_Task description_.
Repeat every entry exactly as given.

[Dataset entries]
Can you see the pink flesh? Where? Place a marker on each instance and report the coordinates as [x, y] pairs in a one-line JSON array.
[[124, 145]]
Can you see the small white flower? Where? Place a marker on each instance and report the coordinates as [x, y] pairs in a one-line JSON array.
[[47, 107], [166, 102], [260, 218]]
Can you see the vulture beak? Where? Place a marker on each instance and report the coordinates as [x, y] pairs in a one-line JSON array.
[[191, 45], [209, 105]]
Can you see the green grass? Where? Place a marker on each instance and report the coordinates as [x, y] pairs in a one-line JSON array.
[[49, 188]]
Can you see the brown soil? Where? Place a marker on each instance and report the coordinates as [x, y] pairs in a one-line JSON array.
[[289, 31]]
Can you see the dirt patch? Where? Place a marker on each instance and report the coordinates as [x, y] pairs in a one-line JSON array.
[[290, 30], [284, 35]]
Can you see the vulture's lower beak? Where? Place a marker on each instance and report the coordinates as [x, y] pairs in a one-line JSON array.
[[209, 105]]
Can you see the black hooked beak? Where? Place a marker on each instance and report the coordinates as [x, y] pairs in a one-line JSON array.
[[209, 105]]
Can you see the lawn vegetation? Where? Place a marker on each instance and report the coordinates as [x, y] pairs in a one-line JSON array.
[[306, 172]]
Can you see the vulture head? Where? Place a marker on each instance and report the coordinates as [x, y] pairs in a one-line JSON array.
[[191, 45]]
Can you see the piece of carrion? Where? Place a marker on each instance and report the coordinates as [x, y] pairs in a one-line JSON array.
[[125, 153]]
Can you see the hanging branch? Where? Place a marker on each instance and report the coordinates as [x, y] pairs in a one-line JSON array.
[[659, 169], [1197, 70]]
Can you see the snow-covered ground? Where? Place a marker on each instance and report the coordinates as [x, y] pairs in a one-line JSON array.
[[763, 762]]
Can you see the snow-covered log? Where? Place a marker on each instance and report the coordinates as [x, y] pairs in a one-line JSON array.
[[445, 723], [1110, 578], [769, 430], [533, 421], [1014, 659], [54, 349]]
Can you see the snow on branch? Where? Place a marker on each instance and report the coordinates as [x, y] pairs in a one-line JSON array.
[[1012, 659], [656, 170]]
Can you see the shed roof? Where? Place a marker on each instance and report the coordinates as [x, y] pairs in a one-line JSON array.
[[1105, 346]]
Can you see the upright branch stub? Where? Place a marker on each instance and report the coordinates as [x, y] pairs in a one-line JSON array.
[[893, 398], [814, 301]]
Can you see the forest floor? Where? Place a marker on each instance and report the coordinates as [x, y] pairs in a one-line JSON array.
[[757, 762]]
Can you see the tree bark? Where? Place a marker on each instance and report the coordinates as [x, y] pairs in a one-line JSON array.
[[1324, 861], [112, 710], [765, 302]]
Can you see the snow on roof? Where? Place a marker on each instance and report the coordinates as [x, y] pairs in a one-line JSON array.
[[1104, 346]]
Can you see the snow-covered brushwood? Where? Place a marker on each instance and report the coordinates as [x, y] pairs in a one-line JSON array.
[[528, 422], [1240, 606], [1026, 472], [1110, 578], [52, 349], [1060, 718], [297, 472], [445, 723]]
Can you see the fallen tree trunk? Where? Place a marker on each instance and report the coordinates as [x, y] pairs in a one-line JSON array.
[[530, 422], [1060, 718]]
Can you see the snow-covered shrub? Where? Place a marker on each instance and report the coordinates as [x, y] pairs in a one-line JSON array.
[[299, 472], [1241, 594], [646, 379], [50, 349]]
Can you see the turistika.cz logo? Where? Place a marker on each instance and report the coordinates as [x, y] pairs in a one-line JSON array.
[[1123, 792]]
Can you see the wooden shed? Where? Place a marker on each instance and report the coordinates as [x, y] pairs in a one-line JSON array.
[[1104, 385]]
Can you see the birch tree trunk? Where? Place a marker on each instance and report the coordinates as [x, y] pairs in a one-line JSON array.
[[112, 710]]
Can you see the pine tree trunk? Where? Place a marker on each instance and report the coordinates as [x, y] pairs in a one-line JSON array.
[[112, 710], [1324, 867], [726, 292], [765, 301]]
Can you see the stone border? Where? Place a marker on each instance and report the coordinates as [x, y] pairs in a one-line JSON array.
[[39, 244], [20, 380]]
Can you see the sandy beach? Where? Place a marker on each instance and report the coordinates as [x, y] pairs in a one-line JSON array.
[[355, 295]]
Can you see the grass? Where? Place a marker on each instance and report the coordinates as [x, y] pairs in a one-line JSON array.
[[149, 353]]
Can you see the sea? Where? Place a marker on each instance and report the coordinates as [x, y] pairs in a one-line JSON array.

_Response area_.
Can you see the pink flesh? Where? Place a marker on each instance and report the coordinates as [x, y] pairs in a one-line JSON array.
[[124, 145]]
Can you see the small white flower? Where? Place a marker on each instance and report the coordinates as [x, y] pairs in a one-line JSON array.
[[47, 107], [166, 102], [260, 218]]
Can you see the vulture beak? Where? Place a marker on each instance and report the coordinates as [x, y] pairs in a one-line JSON array.
[[191, 45], [209, 105]]
Can you see the green grass? Where? Place a marker on each instance and report the coordinates as [x, y] pairs in a one-line JSON array.
[[49, 188]]
Can you see the brown soil? Where? Place a marker on each instance and report the coordinates as [x, y] pairs in a one-line JSON array.
[[289, 31]]
Can you see the dirt patch? Where? Place a marker on each instance and report the coordinates as [x, y] pairs in a one-line JSON array.
[[290, 30], [284, 35]]
Can you see the vulture's lower beak? Where? Place a marker on each instance and report the coordinates as [x, y] pairs in a one-line JSON array.
[[209, 105]]
Can you see the black hooked beak? Where? Place a marker on each instance and report the coordinates as [x, y] pairs in a one-line JSON array.
[[209, 105]]
Can you see the lawn vegetation? Where? Place a marker on each instance and report the coordinates as [x, y] pairs in a one-line JSON array.
[[306, 172]]
Can you see the vulture head? Where? Place a marker on each instance and report the coordinates as [x, y] pairs in a one-line JSON array.
[[191, 45]]
Can you see the piece of carrion? Where? Place a marker on each instance and report the coordinates as [x, y] pairs in a one-line JSON array.
[[125, 153]]
Can you see the hanging branch? Where? Place a marker on each instance and report the coordinates as [x, y] pairs in a one-line JSON array.
[[659, 169], [1197, 70]]
Can you see the snow-covered ground? Where? Place a marker on each instance and report the coordinates as [x, y] pairs in a one-line JSON array.
[[763, 762]]
Can you see the snow-covered log? Where? Place a marker on each instance and report the coordinates as [x, y] pairs in a one-line JSON array.
[[445, 723], [1110, 578], [769, 430], [533, 421], [1014, 659], [54, 349]]
Can you see the snow on branch? Where? Place a marker on each instance and report the coordinates as [x, y] pairs in a one-line JSON array.
[[1012, 659], [656, 170]]
Can you see the shed roof? Where? Place a marker on each instance and report the coordinates as [x, y] pairs in a one-line JSON array.
[[1105, 346]]
Can you see the upright branch stub? Where? Place a marker on each instance and report the coordinates as [x, y] pairs in a one-line JSON array.
[[893, 398], [814, 301]]
Can you see the forest floor? Where? Place a marker on each instance and report the coordinates as [x, y] pairs in a one-line JSON array.
[[757, 762]]
Can you see the tree bark? Where? Place a marker on each instance and report the coordinates as [x, y] pairs in a one-line JSON array.
[[1324, 861], [112, 710], [765, 302]]
Can you see the snow on roof? Where? Place a marker on each instance and report the coordinates as [x, y] pairs in a one-line JSON array.
[[1104, 346]]
Can you see the snow-covered brushwood? Where? Place a marker on each instance and report the coordinates as [x, y] pairs in a one-line JSON array.
[[528, 422], [1240, 606], [1026, 472], [1110, 578], [52, 349], [1060, 718], [297, 472], [445, 723]]
Can you see the fallen tree trunk? Where? Place a marker on each instance and report the coordinates as [x, y] pairs in a one-line JSON array.
[[530, 422], [1060, 718]]
Can you see the snow-covered shrub? Where? Place a marker on each instance and report the coordinates as [x, y] pairs in a one-line JSON array.
[[299, 472], [1241, 594], [646, 379], [50, 349]]
Can you see the turistika.cz logo? Where? Place a marker on each instance and report the coordinates as [x, y] pairs in a one-line JSON array.
[[1123, 792]]
Can you see the wooden shed? Where? Place a marker on each instance and report the coordinates as [x, y] pairs in a one-line JSON array.
[[1104, 385]]
Can you see the birch tree trunk? Where? Place a marker on each instance and report the coordinates as [x, y] pairs in a one-line JSON array.
[[112, 710]]
Can you see the pine tree trunk? Where? Place a marker on each instance and report the coordinates as [x, y] pairs in a one-line JSON array.
[[112, 710], [1324, 867], [726, 292], [765, 301]]
Can you see the stone border? Where? Place a marker on each instance and report the coordinates as [x, y] pairs in a one-line JSON array.
[[39, 244], [20, 380]]
Can you see the sandy beach? Where? Place a marker on each instance and report the coordinates as [x, y] pairs in a one-line JSON array.
[[355, 295]]
Can you see the grass? Where? Place a marker on each instance and report the coordinates as [x, y] pairs in a one-line JSON array.
[[149, 353]]
Can you see the sea? Where? Place a marker on each instance and report the coordinates as [x, y] pairs in a one-line JSON array.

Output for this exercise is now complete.